**What the task requires**
Repeat every one of the rows below word for word, keeping each line unchanged and in its original order.

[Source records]
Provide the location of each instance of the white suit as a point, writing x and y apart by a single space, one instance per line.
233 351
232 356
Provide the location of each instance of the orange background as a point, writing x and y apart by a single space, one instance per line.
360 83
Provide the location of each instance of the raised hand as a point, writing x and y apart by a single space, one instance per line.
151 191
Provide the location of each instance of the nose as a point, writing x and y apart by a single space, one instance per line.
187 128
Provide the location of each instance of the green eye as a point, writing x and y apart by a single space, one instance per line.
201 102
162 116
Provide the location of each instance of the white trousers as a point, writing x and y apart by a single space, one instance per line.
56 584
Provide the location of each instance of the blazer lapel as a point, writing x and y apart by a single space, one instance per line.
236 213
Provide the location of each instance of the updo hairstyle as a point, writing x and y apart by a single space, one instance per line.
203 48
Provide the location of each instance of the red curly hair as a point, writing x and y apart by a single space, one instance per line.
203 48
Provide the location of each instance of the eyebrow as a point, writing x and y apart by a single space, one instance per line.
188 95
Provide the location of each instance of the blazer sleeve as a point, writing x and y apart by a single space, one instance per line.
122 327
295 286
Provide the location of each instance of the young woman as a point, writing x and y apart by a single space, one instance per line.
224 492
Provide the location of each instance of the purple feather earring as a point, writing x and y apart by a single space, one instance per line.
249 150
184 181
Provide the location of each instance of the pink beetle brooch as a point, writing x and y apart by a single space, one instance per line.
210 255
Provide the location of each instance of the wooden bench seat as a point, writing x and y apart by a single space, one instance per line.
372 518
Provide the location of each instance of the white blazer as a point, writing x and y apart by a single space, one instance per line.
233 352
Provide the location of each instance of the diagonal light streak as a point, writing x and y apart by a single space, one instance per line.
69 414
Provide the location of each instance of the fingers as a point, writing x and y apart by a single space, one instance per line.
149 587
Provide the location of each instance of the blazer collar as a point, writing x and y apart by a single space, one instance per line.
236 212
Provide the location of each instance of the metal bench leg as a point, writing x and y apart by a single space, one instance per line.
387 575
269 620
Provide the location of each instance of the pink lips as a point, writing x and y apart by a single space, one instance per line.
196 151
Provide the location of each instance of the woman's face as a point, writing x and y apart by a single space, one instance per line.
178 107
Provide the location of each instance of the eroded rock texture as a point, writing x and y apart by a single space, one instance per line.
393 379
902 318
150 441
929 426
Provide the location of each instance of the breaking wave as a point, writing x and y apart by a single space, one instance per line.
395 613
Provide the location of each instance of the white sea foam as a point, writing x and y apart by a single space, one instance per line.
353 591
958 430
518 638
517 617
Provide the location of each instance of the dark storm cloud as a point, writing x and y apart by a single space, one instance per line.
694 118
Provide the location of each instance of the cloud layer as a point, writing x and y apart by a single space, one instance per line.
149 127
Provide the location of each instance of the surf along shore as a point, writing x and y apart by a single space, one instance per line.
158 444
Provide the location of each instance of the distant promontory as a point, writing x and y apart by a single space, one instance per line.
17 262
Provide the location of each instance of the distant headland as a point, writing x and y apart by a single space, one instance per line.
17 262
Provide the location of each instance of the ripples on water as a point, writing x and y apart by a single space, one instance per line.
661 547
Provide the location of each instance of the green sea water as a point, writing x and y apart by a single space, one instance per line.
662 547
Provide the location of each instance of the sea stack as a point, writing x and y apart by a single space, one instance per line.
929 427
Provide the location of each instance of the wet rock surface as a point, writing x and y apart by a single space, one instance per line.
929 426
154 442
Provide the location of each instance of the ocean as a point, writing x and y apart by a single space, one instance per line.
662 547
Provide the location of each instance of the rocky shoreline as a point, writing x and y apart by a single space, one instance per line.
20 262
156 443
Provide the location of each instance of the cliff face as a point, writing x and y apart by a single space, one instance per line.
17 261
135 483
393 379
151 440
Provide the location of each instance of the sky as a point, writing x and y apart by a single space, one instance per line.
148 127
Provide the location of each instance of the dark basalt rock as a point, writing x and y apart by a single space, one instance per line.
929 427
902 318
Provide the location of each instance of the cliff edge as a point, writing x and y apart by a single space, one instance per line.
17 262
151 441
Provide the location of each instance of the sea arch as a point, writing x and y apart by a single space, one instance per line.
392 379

**Exercise output**
Provide the location of each instance of the white suit as a point, writing x and y apart by a single space, one instance per line.
233 351
232 356
Provide the location of each instance of the orange background as a point, writing x and y apart by a single space, one instance per line.
360 83
Provide the location of each instance of the raised hand as a point, writing x and y apart by a single space, one instance per line.
151 191
Provide the location of each instance of the nose as a point, writing x and y apart by a single space, one instance per line.
187 128
Provide the location of each instance of the green eye as a point, writing x and y apart by a single space, one instance per line.
201 102
162 116
Provide the location of each instance of the white trousers as a point, writing x and y apart by a single space, one instance per line.
56 584
Provide the location of each instance of the blazer lapel as a point, writing x and y apart by a single space, one instance per line.
236 213
Provide the location of each instance of the updo hairstyle as a point, writing x and y apart by a single space, one instance per line.
203 48
Provide the location of each instance of the red curly hair as a point, writing x and y apart by a single space, one instance per line.
203 48
Provide the location of each instance of the eyebrow as a point, writing x and y apart by a single space, one instance per line.
188 95
Provide the location of each instance of the blazer sleeve as a point, writing x and y apart by a single space, one instance per line.
122 327
295 286
Provide the location of each instance of the young woman as a point, writing x and y apart by a single space, one instance per line.
224 492
Provide the location of each instance of the purple feather earring as a point, writing x and y apart by a single space, one instance per line.
249 150
184 181
Provide the location of each instance of the pink beetle brooch as a point, writing x and y apart by a single space, one instance per line.
210 255
Provide the location of each instance of the wooden bench seat as a point, writing x and y apart by a single space, one instance per line.
372 518
Provide the location of each instance of the white blazer as a point, writing x and y apart by a single space, one instance per line.
233 352
Provide the location of each instance of the diagonal light streak as a point, writing x and y apart by a single space, one instance per line.
69 414
Provide the location of each instance of the fingers as a point, writing x and y apart by a single space, one instance per line.
149 587
Provide the location of each instance of the blazer collar as a point, writing x and y apart by a single space, one instance per line.
236 212
Provide the location of each instance of the metal bench leg as a point, writing x and y apart by a single space, one instance per line.
387 575
269 620
Provide the location of each instance of the pink lips as a point, writing x and y apart by a single space, one instance per line.
196 151
Provide the location of each instance of the woman's face as a point, writing x and y apart by a single space, one instance per line.
178 107
Provide the location of each instance of the eroded rock texture as a point, writing x and y apart by a single space, one instance per line.
393 379
902 318
150 441
929 426
Provide the location of each instance of the breaking wave as a point, writing x and y apart by a single space, one instance per line.
395 613
Provide the location of each instance of the white sea foam as a point, writing x and y apart by a single space, one instance per line.
353 591
958 430
518 638
517 617
Provide the location of each instance of the dark storm cloud as a point, writing x and y apart by a single space, one instance per line.
694 118
Provide the location of each instance of the cloud layer as a point, writing x and y apart by a single space, one instance per line.
149 127
Provide the location of each instance of the surf along shore as a point, writing x and y apart by a single space, one instance per line.
158 444
Provide the location of each instance of the distant promontory as a point, writing x and y apart by a single space, one instance per line.
17 262
Provide the location of each instance of the distant headland as a point, writing x and y apart by a single space, one instance per line.
17 262
Provide the location of each instance of the ripples on water as a point, writing x and y apart by a single space, one instance per line.
661 547
Provide the location of each instance of the green sea water as a point, writing x and y apart by a single space, one instance per line.
662 547
Provide the location of each instance of the sea stack as a point, writing x and y apart by a single space, one instance per line.
929 427
Provide the location of each instance of the wet rock surface as a point, writing x and y apart by a single space, one instance per line.
929 426
154 442
Provide the location of each instance of the ocean as a point, writing x and y apart by a single space, one instance per line.
662 547
Provide the location of each instance of the rocky shoreline as a point, writing x and y apart by a single space, one instance per line.
20 262
156 443
Provide the location of each instance of the cliff face as a point, writing x and y apart by a single space, one instance per line.
17 261
135 483
393 379
151 440
Provide the location of each instance of the sky as a point, writing x and y apart by a single space, one instance per line.
148 127
Provide the location of each instance of the dark basalt rock as a point, writing x and y apart by a single space, one instance per line.
929 427
902 318
Provide the location of each instance of the cliff edge as a point, writing x and y apart by a single space, one instance per line.
17 262
151 441
Provide the location of each instance of the sea arch as a point, writing x and y apart by a single space, one instance per line.
392 379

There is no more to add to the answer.